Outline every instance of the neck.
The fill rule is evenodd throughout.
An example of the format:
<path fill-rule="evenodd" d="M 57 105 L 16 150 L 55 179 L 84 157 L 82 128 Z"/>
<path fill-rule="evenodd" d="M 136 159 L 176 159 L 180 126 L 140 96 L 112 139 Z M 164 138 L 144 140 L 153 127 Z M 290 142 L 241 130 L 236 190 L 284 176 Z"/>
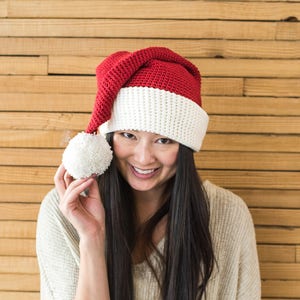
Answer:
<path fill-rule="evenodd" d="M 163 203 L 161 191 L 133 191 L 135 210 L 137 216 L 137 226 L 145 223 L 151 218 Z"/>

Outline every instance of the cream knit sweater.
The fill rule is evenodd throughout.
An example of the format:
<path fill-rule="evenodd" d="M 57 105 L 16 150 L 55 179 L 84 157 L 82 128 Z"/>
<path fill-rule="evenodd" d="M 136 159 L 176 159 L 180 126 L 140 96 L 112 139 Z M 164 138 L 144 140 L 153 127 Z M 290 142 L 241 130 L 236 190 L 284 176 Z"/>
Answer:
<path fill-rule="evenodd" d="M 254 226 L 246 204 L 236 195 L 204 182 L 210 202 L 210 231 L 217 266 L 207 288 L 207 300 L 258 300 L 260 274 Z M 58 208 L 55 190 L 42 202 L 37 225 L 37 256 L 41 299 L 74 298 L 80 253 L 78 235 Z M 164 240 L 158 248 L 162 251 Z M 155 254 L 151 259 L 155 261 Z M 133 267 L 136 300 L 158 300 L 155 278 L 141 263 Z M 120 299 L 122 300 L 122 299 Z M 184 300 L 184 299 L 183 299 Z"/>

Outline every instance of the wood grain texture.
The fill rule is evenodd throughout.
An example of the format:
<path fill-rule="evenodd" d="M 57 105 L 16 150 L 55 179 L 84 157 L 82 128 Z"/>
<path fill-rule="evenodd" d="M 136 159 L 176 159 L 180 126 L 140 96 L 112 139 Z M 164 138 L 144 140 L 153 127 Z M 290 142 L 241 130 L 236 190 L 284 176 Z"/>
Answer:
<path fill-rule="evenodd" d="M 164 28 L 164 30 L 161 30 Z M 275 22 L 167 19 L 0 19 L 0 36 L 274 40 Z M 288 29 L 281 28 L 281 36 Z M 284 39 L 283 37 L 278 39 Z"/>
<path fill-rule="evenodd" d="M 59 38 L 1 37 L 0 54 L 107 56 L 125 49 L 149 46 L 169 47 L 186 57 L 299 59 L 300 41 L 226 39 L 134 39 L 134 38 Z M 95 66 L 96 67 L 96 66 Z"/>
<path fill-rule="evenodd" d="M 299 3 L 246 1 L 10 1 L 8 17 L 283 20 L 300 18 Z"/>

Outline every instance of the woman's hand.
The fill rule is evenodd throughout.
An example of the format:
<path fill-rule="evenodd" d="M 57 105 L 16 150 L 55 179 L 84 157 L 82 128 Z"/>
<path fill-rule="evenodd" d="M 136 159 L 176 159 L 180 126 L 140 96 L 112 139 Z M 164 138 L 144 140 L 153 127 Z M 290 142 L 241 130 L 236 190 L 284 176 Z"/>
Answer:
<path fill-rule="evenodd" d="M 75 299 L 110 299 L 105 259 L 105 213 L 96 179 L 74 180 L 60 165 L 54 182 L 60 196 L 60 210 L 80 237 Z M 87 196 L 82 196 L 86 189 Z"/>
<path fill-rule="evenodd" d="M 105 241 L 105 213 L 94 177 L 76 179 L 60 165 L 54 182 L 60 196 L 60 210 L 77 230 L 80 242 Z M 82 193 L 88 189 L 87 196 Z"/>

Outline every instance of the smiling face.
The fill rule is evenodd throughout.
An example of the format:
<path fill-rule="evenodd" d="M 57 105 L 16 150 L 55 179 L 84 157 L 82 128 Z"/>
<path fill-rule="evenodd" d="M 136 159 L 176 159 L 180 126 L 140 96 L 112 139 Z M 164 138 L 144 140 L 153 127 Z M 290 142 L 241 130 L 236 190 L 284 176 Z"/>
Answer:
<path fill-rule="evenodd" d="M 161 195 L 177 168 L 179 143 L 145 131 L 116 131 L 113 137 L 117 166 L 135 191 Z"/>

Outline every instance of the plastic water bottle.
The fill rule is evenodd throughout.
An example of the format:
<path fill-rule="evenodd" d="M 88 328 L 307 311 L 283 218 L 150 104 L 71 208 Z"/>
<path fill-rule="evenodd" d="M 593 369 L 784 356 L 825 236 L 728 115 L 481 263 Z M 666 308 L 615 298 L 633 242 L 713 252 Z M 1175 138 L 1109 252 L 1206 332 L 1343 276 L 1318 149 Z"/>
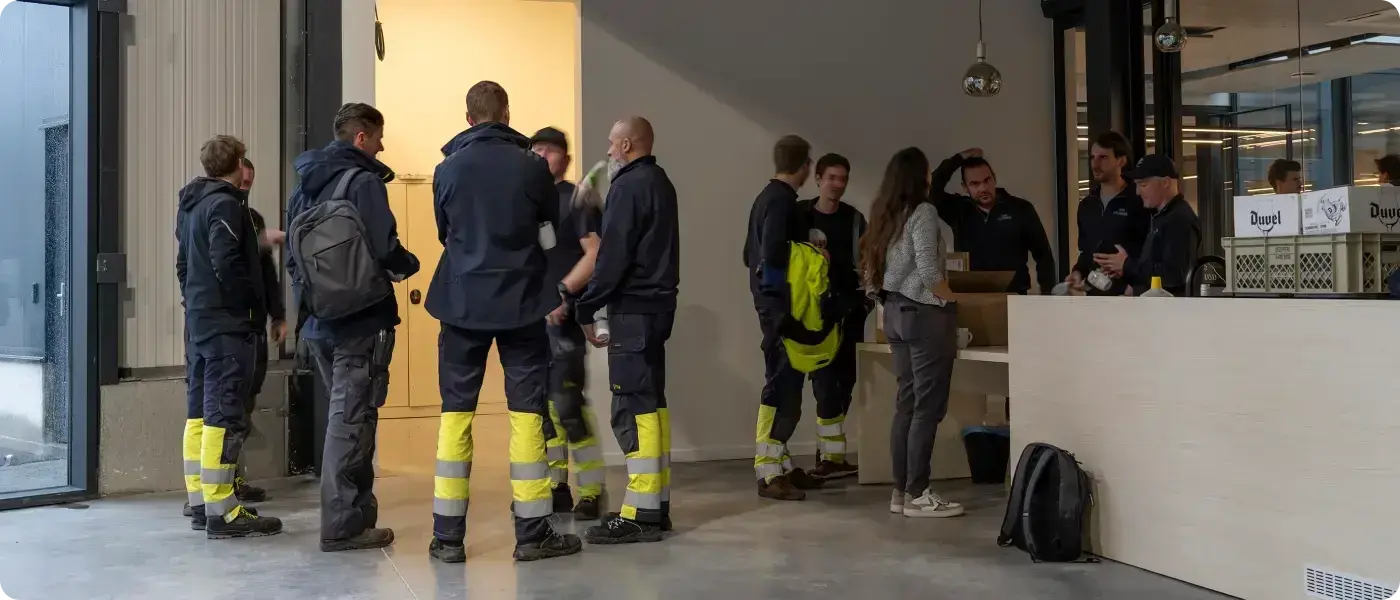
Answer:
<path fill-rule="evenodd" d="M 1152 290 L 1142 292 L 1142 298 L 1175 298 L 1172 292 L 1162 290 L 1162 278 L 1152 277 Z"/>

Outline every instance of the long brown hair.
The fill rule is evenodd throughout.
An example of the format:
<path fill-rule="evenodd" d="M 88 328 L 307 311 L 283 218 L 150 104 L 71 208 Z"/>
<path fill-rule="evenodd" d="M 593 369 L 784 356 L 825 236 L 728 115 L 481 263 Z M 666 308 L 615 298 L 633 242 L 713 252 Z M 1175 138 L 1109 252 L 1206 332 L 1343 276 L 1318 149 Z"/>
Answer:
|---|
- SET PROBLEM
Could you lay out all the lines above as a JSON list of strings, one string per line, with blank lines dropped and the pictures left out?

- SOLUTION
[
  "Outline every instance of the neck.",
  "The fill rule is evenodd throughout.",
  "An example of the format:",
  "<path fill-rule=\"evenodd\" d=\"M 57 105 L 16 150 L 55 179 L 84 157 L 82 128 Z\"/>",
  "<path fill-rule=\"evenodd\" d=\"M 136 159 L 176 159 L 180 126 L 140 96 L 112 139 Z M 164 138 L 144 140 L 153 127 Z M 290 142 L 241 130 L 236 190 L 284 176 Z\"/>",
  "Answer:",
  "<path fill-rule=\"evenodd\" d=\"M 163 203 L 161 191 L 133 191 L 135 210 L 137 216 L 137 226 L 145 223 L 151 218 Z\"/>",
  "Outline every instance of the cream knit sweater.",
  "The fill rule is evenodd throughout.",
  "An example of the format:",
  "<path fill-rule=\"evenodd\" d=\"M 57 105 L 16 150 L 55 179 L 84 157 L 82 128 Z\"/>",
  "<path fill-rule=\"evenodd\" d=\"M 136 159 L 176 159 L 180 126 L 140 96 L 112 139 Z M 164 138 L 144 140 L 153 127 Z M 290 142 L 241 130 L 236 190 L 284 176 Z\"/>",
  "Answer:",
  "<path fill-rule=\"evenodd\" d=\"M 254 226 L 246 204 L 236 195 L 204 182 L 210 202 L 210 231 L 217 266 L 207 288 L 207 300 L 258 300 L 260 274 Z M 58 208 L 55 190 L 42 202 L 37 225 L 37 256 L 41 299 L 74 298 L 80 253 L 78 235 Z M 164 240 L 158 248 L 162 251 Z M 155 254 L 151 259 L 155 261 Z M 133 267 L 136 300 L 158 300 L 155 278 L 141 263 Z M 120 299 L 122 300 L 122 299 Z M 184 300 L 184 299 L 183 299 Z\"/>",
  "Outline every instance of the wood grain texture.",
  "The fill rule is evenodd throughout.",
  "An example of the format:",
  "<path fill-rule=\"evenodd\" d=\"M 57 105 L 16 150 L 55 179 L 84 157 L 82 128 Z\"/>",
  "<path fill-rule=\"evenodd\" d=\"M 136 159 L 176 159 L 180 126 L 140 96 L 112 139 Z M 164 138 L 144 140 L 153 127 Z M 290 142 L 241 130 L 236 190 L 284 176 Z\"/>",
  "Answer:",
  "<path fill-rule=\"evenodd\" d=\"M 164 28 L 164 30 L 161 30 Z M 275 22 L 167 19 L 0 19 L 0 36 L 274 40 Z M 288 29 L 281 28 L 281 36 Z M 284 39 L 283 37 L 278 39 Z\"/>",
  "<path fill-rule=\"evenodd\" d=\"M 59 38 L 1 37 L 0 54 L 107 56 L 125 49 L 149 46 L 169 47 L 186 57 L 299 59 L 300 41 L 226 39 L 134 39 L 134 38 Z M 95 66 L 96 67 L 96 66 Z\"/>",
  "<path fill-rule=\"evenodd\" d=\"M 299 3 L 246 1 L 10 1 L 8 17 L 283 20 L 300 18 Z\"/>",
  "Outline every instance of the woman's hand.",
  "The fill rule is evenodd throughout.",
  "An example of the format:",
  "<path fill-rule=\"evenodd\" d=\"M 57 105 L 16 150 L 55 179 L 84 157 L 82 128 Z\"/>",
  "<path fill-rule=\"evenodd\" d=\"M 136 159 L 176 159 L 180 126 L 140 96 L 112 139 Z M 164 138 L 144 140 L 153 127 Z M 290 142 L 241 130 L 236 190 L 284 176 Z\"/>",
  "Answer:",
  "<path fill-rule=\"evenodd\" d=\"M 75 299 L 110 299 L 105 259 L 105 213 L 96 179 L 74 180 L 60 165 L 54 182 L 60 196 L 60 210 L 80 237 Z M 87 196 L 82 196 L 86 189 Z\"/>",
  "<path fill-rule=\"evenodd\" d=\"M 105 241 L 105 213 L 94 177 L 76 179 L 60 165 L 54 182 L 60 196 L 60 210 L 77 230 L 80 242 Z M 82 193 L 88 189 L 87 196 Z\"/>",
  "Outline every instance of the smiling face.",
  "The fill rule is evenodd throughout.",
  "An example of the format:",
  "<path fill-rule=\"evenodd\" d=\"M 57 105 L 16 150 L 55 179 L 84 157 L 82 128 Z\"/>",
  "<path fill-rule=\"evenodd\" d=\"M 136 159 L 176 159 L 180 126 L 140 96 L 112 139 Z M 164 138 L 144 140 L 153 127 Z M 290 142 L 241 130 L 236 190 L 284 176 Z\"/>",
  "Answer:",
  "<path fill-rule=\"evenodd\" d=\"M 161 195 L 177 168 L 179 143 L 145 131 L 116 131 L 113 137 L 117 166 L 135 191 Z\"/>",
  "Outline every instance of the plastic water bottle.",
  "The fill rule is evenodd throughout.",
  "An example of the format:",
  "<path fill-rule=\"evenodd\" d=\"M 88 328 L 307 311 L 283 218 L 150 104 L 71 208 Z\"/>",
  "<path fill-rule=\"evenodd\" d=\"M 593 369 L 784 356 L 825 236 L 728 115 L 481 263 Z M 666 308 L 615 298 L 633 242 L 713 252 Z M 1175 138 L 1109 252 L 1206 332 L 1343 276 L 1318 149 Z\"/>",
  "Answer:",
  "<path fill-rule=\"evenodd\" d=\"M 1152 290 L 1142 292 L 1142 298 L 1175 298 L 1172 292 L 1162 290 L 1162 278 L 1152 277 Z\"/>",
  "Outline every instance of the long brown hair.",
  "The fill rule is evenodd throughout.",
  "An example of the format:",
  "<path fill-rule=\"evenodd\" d=\"M 88 328 L 307 311 L 283 218 L 150 104 L 71 208 Z\"/>",
  "<path fill-rule=\"evenodd\" d=\"M 593 369 L 784 356 L 825 236 L 728 115 L 481 263 Z M 666 308 L 615 298 L 633 242 L 713 252 Z M 1175 138 L 1109 252 L 1206 332 L 1343 276 L 1318 149 Z\"/>",
  "Answer:"
]